[Fragmento para leer]:
== == ==

Ha pasado ya la época en que lo que definía el tamaño de una empresa era el número de trabajadores. La empresas modernas son esencialmente marcas, con estructuras muy ligeras, consistentes básicamente en unas sedes centrales donde se concentran la dirección, el I + D y el marketing. De hecho, el término «trabajador» ya no se utiliza hace años dentro de las empresas -tampoco mucho en los programas políticos-.
No es tanto una cuestión de consideración o de respeto, como de establecer una regla básica: las empresas dejan de tener responsabilidades sobre sus empleados. Hace mucho tiempo las empresas, aunque fuera a través de fórmulas paternales, se consideraban una gran familia con obligaciones hacia los que formaban parte de ella. La antigüedad de una empresa se valoraba como un importante elemento de reputación y en las épocas críticas se mantenía la ocupación hasta donde se podía a costa de los beneficios de la sociedad. Los despidos se vivían como una desgracia y ya no digamos el cierre. Los dividendos no es que fueran secundarios, pero tenían la plasticidad de adaptarse a las situaciones de expansión y de recesión económicas. Las condiciones de trabajo eran duras y los salarios bajos, pero en contrapartida había algunas seguridades que en el capitalismo posmoderno se han perdido. El lenguaje se ha adaptado. Las escuelas de negocios introdujeron primero el concepto de recursos humanos, como término genérico e impersonal, para pasar después al concepto más elevado de «capital humano», en el que los individuos que forman parte ya tienen la condición de colaboradores. Era más que una cuestión de nominativa, tenía que ver con el vaciado de trabajadores. Los conceptos de outsourcing y de offshoring se convirtieron en el nuevo paradigma de la gestión empresarial, que ahora se llamaría management y donde el director general pasaba a ser el CEO. Despedir personas ya no era una acción ominosa de último recurso, sino que se blandía con orgullo por los nuevos monjes del capitalismo formados en los cenobios de las escuelas de negocios, como capacidad de liderazgo y de convertirse en altamente eficientes a través de «procesos de readaptación a las necesidades de capital humano» y del benchmarking indispensable para ganar competitividad. ¡Pura poesía! Lástima que los numerosos trabajadores despedidos con ERES a costes bajos gracias a una oportuna nueva legislación laboral que se había hecho en nombre de combatir «las rigideces» del mercado laboral y poder ganar mayor «flexibilidad», no lo comprendieran de esta manera.
En cualquier caso, la conversión de muchos antiguos empleados en trabajadores autónomos que prestan servicios a las empresas sin carga laboral interna, ha sido una vía que continúa aún hoy en día su proceso de expansión. Ha habido en los últimos años una auténtica explosión de creación de microempresas que no son más que formas ineludibles de autoempleo y que tienen un componente evidente de autoexplotación para poder salir adelante. Depender de las demandas de grandes empresas es tener la seguridad de sólo poder facturar con unos márgenes muy reducidos, o sin ellos. Un extremo bastante particular y abundante de las nuevas formas organizativas de la producción son las cooperativas de trabajo que tanto han proliferado en los restos de producción textil en el mundo occidental o también en el sector de despiece y manufactura de la carne. Trabajos que necesitan mano de obra intensiva y que se contrata y descontrata de manera sencilla y sin costes a estas llamadas «cooperativas». Inditex practica mucho esta estrategia en la producción que mantiene en Galicia o en el Norte de Portugal. Un capitalismo que no hace sino incorporar los valores del modelo capitalista asiático de exportación: sobreexplotación sin responsabilidades. Slavoj Zizek lo ha expresado de manera muy gráfica: «¿Quién necesita la represión directa, cuando se puede convencer al pollo para que entre libremente en la carnicería?»

== == ==

[Elementos almacenados]
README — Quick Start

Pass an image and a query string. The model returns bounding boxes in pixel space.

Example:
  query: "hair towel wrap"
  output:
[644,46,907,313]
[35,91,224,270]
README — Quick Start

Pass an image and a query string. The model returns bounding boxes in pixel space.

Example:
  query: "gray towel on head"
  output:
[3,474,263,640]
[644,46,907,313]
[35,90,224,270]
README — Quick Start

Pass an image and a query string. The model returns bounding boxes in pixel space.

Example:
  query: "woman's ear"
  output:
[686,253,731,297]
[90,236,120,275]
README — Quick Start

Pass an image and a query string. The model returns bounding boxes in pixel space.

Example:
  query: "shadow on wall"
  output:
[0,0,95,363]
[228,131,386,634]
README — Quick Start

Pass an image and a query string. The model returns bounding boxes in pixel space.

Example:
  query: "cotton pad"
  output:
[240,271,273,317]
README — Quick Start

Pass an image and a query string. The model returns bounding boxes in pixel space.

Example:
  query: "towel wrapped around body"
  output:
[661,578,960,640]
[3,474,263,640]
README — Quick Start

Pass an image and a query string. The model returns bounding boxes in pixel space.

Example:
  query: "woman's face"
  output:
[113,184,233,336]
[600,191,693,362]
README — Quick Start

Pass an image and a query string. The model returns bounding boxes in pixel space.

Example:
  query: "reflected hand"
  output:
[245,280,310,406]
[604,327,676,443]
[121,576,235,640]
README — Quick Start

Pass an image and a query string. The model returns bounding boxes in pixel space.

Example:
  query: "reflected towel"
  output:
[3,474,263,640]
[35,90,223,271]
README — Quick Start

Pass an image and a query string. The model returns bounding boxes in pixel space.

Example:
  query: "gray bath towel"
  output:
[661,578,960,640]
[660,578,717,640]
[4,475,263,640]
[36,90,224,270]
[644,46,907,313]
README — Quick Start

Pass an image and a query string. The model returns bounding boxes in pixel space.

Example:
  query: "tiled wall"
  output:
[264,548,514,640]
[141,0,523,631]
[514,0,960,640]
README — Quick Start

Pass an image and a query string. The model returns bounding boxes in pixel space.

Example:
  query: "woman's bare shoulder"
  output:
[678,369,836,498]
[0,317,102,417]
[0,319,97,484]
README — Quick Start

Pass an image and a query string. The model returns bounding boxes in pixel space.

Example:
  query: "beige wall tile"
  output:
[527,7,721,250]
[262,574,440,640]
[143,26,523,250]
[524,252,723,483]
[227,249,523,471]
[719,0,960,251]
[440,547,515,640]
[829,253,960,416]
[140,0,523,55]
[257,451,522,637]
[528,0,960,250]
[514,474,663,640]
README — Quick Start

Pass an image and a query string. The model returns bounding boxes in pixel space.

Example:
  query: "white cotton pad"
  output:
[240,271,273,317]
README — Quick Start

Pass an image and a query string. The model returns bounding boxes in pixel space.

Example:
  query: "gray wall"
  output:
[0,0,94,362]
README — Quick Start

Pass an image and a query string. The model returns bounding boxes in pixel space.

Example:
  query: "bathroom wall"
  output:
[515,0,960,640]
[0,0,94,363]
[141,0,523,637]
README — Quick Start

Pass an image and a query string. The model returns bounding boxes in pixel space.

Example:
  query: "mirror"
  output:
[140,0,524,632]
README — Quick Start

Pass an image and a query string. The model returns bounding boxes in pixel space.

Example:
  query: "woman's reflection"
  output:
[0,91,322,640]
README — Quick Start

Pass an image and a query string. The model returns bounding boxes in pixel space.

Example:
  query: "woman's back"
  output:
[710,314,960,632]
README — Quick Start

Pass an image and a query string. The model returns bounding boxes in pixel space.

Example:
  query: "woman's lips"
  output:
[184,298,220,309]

== == ==

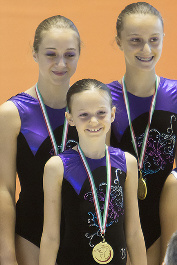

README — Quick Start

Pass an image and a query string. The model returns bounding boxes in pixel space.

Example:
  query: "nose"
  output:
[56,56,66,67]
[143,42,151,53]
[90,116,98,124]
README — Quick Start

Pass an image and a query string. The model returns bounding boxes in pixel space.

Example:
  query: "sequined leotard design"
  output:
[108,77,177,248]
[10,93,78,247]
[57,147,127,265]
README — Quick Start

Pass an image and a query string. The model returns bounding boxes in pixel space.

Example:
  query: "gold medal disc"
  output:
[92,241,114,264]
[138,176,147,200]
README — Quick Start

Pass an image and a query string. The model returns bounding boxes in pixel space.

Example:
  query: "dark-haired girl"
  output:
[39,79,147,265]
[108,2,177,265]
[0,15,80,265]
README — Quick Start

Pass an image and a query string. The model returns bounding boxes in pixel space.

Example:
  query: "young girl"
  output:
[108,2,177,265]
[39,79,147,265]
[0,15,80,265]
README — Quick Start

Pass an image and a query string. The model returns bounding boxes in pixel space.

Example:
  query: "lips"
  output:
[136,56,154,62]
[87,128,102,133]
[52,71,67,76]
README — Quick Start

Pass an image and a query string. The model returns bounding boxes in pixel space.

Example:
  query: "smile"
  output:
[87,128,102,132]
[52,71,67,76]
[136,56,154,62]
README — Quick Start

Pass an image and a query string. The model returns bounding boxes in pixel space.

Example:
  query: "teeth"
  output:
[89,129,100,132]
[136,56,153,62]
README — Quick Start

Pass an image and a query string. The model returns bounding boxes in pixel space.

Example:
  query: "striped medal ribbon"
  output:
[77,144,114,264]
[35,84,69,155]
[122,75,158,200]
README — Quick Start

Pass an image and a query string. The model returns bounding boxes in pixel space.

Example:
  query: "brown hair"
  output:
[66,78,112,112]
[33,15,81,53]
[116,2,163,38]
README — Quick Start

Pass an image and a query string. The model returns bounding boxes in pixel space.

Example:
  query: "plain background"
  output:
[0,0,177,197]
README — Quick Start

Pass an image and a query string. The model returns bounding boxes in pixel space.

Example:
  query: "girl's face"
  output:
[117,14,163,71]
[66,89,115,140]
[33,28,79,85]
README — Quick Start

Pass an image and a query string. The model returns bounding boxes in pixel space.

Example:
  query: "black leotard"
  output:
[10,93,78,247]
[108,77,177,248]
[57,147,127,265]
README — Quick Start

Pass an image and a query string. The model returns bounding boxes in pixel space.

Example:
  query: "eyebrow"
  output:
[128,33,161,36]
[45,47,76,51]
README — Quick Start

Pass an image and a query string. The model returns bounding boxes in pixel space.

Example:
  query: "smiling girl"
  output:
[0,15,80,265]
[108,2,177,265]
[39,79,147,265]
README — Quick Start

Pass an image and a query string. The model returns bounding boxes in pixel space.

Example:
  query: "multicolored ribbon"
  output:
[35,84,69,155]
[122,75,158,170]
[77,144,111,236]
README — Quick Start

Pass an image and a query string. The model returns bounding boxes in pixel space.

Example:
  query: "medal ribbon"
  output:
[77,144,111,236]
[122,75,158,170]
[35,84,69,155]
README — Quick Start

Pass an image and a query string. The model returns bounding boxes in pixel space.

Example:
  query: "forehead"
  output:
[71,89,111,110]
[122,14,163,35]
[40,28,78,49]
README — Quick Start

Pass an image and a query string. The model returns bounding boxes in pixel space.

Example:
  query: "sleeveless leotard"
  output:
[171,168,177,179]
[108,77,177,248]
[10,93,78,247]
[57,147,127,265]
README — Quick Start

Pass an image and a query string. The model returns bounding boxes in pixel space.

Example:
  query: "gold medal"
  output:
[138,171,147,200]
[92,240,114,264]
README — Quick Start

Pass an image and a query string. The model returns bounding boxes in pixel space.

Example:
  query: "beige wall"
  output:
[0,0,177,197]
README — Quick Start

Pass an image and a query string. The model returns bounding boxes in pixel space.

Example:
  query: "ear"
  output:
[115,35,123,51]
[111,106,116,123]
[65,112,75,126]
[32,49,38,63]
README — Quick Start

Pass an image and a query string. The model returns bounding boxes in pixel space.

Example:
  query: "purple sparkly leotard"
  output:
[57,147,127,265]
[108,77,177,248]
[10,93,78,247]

== == ==

[Qué debe hacer]:
a - Según el texto sobre las empresas modernas, ¿qué concepto introdujeron primero las escuelas de negocios?
b - Reproduzca literalmente el pasaje del texto sobre las empresas modernas que comienza en "Ha pasado ya" y termina en "los programas políticos-.".

[Respuestas]:
a - El concepto de recursos humanos.

b -
Ha pasado ya la época en que lo que definía el tamaño de una empresa era el número de trabajadores. La empresas modernas son esencialmente marcas, con estructuras muy ligeras, consistentes básicamente en unas sedes centrales donde se concentran la dirección, el I + D y el marketing. De hecho, el término «trabajador» ya no se utiliza hace años dentro de las empresas -tampoco mucho en los programas políticos-.